_Task statement_
The task calls for every line of the data to be retyped exactly.

_Material supplied_

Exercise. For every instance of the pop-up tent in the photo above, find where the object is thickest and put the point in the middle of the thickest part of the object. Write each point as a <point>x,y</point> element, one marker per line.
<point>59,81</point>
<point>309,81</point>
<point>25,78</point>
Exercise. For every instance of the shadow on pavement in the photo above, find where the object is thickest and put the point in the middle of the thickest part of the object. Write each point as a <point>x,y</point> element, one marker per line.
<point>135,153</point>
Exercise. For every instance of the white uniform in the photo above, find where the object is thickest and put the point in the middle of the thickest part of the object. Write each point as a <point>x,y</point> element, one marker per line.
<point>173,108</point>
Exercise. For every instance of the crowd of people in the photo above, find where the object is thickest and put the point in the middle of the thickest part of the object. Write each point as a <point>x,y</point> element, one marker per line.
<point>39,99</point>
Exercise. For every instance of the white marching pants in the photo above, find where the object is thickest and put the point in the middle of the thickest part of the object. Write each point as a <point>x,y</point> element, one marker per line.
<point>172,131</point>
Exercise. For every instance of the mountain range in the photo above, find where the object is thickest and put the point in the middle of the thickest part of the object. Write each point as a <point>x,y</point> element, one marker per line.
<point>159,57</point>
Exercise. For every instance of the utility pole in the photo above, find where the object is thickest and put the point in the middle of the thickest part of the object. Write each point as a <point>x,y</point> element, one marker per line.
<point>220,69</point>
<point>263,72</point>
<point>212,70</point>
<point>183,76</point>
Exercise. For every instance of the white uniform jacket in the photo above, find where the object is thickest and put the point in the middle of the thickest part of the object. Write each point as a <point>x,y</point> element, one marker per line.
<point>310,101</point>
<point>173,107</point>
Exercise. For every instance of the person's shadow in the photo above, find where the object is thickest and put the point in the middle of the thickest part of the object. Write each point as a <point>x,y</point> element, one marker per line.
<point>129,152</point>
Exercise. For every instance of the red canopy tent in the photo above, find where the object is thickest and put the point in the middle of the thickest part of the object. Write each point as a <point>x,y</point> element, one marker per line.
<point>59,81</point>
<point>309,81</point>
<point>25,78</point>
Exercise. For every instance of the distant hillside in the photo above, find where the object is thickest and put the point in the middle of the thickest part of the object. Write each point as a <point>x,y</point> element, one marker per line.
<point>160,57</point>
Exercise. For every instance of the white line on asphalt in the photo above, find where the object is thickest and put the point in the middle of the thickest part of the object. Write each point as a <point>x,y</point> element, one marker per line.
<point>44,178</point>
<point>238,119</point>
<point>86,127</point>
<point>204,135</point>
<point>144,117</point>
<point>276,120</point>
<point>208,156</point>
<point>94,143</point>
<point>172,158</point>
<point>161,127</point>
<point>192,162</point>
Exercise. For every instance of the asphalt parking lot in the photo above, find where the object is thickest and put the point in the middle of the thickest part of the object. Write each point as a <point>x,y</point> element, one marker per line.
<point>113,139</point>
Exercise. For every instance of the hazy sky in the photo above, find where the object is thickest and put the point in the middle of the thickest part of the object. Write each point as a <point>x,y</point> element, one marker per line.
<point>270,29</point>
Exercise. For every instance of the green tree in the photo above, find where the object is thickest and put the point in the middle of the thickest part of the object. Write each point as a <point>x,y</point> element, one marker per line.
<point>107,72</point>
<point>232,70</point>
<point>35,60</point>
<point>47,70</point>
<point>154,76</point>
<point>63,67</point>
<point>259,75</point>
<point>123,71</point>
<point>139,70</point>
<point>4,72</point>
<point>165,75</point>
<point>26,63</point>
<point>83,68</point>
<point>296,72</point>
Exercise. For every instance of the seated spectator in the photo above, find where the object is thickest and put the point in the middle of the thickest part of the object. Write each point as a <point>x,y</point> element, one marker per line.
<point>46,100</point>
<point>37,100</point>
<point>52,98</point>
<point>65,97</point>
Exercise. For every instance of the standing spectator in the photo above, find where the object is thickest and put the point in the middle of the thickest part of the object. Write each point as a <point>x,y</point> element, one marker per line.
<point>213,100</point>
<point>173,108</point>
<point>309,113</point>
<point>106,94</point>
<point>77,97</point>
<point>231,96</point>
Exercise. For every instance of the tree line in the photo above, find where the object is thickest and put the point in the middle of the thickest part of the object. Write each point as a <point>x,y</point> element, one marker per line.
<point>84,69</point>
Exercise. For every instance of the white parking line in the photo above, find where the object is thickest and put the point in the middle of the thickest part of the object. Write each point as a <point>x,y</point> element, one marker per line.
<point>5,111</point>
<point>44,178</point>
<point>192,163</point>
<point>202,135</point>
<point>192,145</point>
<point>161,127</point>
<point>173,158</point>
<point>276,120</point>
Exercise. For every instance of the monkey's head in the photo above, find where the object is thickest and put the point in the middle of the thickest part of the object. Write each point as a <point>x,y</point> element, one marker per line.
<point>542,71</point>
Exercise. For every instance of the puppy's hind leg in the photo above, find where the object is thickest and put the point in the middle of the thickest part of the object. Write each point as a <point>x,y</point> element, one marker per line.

_Response for this exercise_
Exercise. For every instance of the pop-up tent in the photo above, find where the object is thickest and put the point in the middle of the thickest part of the object. Write each point as a <point>x,y</point> element, one marker per line.
<point>59,81</point>
<point>309,81</point>
<point>25,78</point>
Exercise. For every instance of the shadow on pavement in the photo above, find where the object is thickest and put the point in the middle of the thickest part of the object. Write each point as a <point>x,y</point> element, one marker per line.
<point>135,153</point>
Exercise. For every instance of the white uniform in the photo above, find where the object is thickest and put the point in the middle of the thickest part of the object. Write each point as a <point>x,y</point> element, one marker per line.
<point>173,108</point>
Exercise. For every instance of the crowd of people in the photo above, find where the object is thickest and put the point in the middle of the thickest part of the object. Write each point as a <point>x,y</point> element, one marker per line.
<point>39,99</point>
Exercise. For every instance of the white marching pants in the photo above, find where the object is thickest and put the point in the middle of the thickest part of the object. Write each point as a <point>x,y</point> element, one marker per line.
<point>172,131</point>
Exercise. For every instance of the mountain range in the photo above, find where the object is thickest and put the point in the middle of the thickest part of the object. Write each point as a <point>x,y</point> element, one marker per line.
<point>159,57</point>
Exercise. For every instance of the utility pole in the photo above, find where the object is thickest and put the point in the middle of the thickest part of the object. Write each point as a <point>x,y</point> element, one marker per line.
<point>220,69</point>
<point>263,72</point>
<point>212,70</point>
<point>183,76</point>
Exercise. For every instance of the white uniform jacket in the photo above, find where the object is thickest and put the point in the middle of the thickest part of the object. Write each point as a <point>x,y</point> element, one marker per line.
<point>310,101</point>
<point>173,107</point>
Exercise. For every instance of the person's shadow in the photo above, find where the object is thickest and put the point in the middle of the thickest part of the object. Write each point as a <point>x,y</point> element, one marker per line.
<point>129,152</point>
Exercise. For every instance of the red canopy tent in the photo above, find where the object is thickest and put the point in the middle of the thickest part of the object. Write each point as a <point>x,y</point> element, one marker per line.
<point>59,81</point>
<point>309,81</point>
<point>25,78</point>
Exercise. For every instance of the distant hillside in the photo above, find where the object is thickest and put the point in the middle of the thickest part of the object. Write each point as a <point>x,y</point> element, one marker per line.
<point>160,57</point>
Exercise. For every instance of the white line on asphalt in the photo above, find where the object is thickest and put the point in the middle of the thickest part of the object. Write each point as a <point>x,y</point> element, one marker per line.
<point>44,178</point>
<point>238,119</point>
<point>86,127</point>
<point>204,135</point>
<point>144,117</point>
<point>276,120</point>
<point>208,156</point>
<point>94,143</point>
<point>172,158</point>
<point>161,127</point>
<point>192,162</point>
Exercise. For every instance of the asphalt parking lot in the photo above, find where the object is thickest and put the point in the middle of the thickest part of the object. Write each point as a <point>x,y</point> element, one marker per line.
<point>113,139</point>
Exercise. For every instance of the hazy sky in the photo above, find where the object is thickest and put the point in the middle of the thickest part of the object. Write each point as a <point>x,y</point> element, one marker per line.
<point>270,29</point>
Exercise. For every instance of the green tree in the photo above, find where the object is thickest and put the point in the middle of the thickest part of the object. Write each point as a <point>x,y</point> element, one marker per line.
<point>107,72</point>
<point>232,70</point>
<point>35,60</point>
<point>47,70</point>
<point>154,76</point>
<point>63,67</point>
<point>259,75</point>
<point>123,71</point>
<point>139,70</point>
<point>4,72</point>
<point>165,75</point>
<point>26,63</point>
<point>83,68</point>
<point>296,72</point>
Exercise. For every instance of the seated spectator in the photo above, find where the object is thickest and put the point in the middle of the thickest part of the object. Write each point as a <point>x,y</point> element, one marker per line.
<point>46,100</point>
<point>37,100</point>
<point>52,98</point>
<point>65,97</point>
Exercise. For every instance of the standing spectator in the photo above, find where the object is thickest and put the point in the middle of the thickest part of the object. Write each point as a <point>x,y</point> element, one marker per line.
<point>213,100</point>
<point>173,108</point>
<point>309,113</point>
<point>106,94</point>
<point>77,97</point>
<point>231,96</point>
Exercise. For every instance of the tree line in the photo above, find where the object is thickest and put the point in the middle of the thickest part of the object. Write each point as a <point>x,y</point> element, one marker per line.
<point>84,69</point>
Exercise. For every instance of the white parking line in the photo above, find where the object is thickest and put the point in the middle of the thickest part of the object. Write each point as a <point>x,y</point> element, one marker per line.
<point>5,111</point>
<point>44,178</point>
<point>192,163</point>
<point>202,135</point>
<point>192,145</point>
<point>161,127</point>
<point>173,158</point>
<point>276,120</point>
Exercise. For every instance of the monkey's head in the photo above, find where the object is thickest and put the point in the middle of the thickest part of the object. Write each point as a <point>x,y</point> element, one marker per line.
<point>542,71</point>
Exercise. For every instance of the puppy's hind leg in the photo above, find where the object is thickest and put the point in the middle of the thickest part of the object. Write each point as a <point>x,y</point> element, one marker per line.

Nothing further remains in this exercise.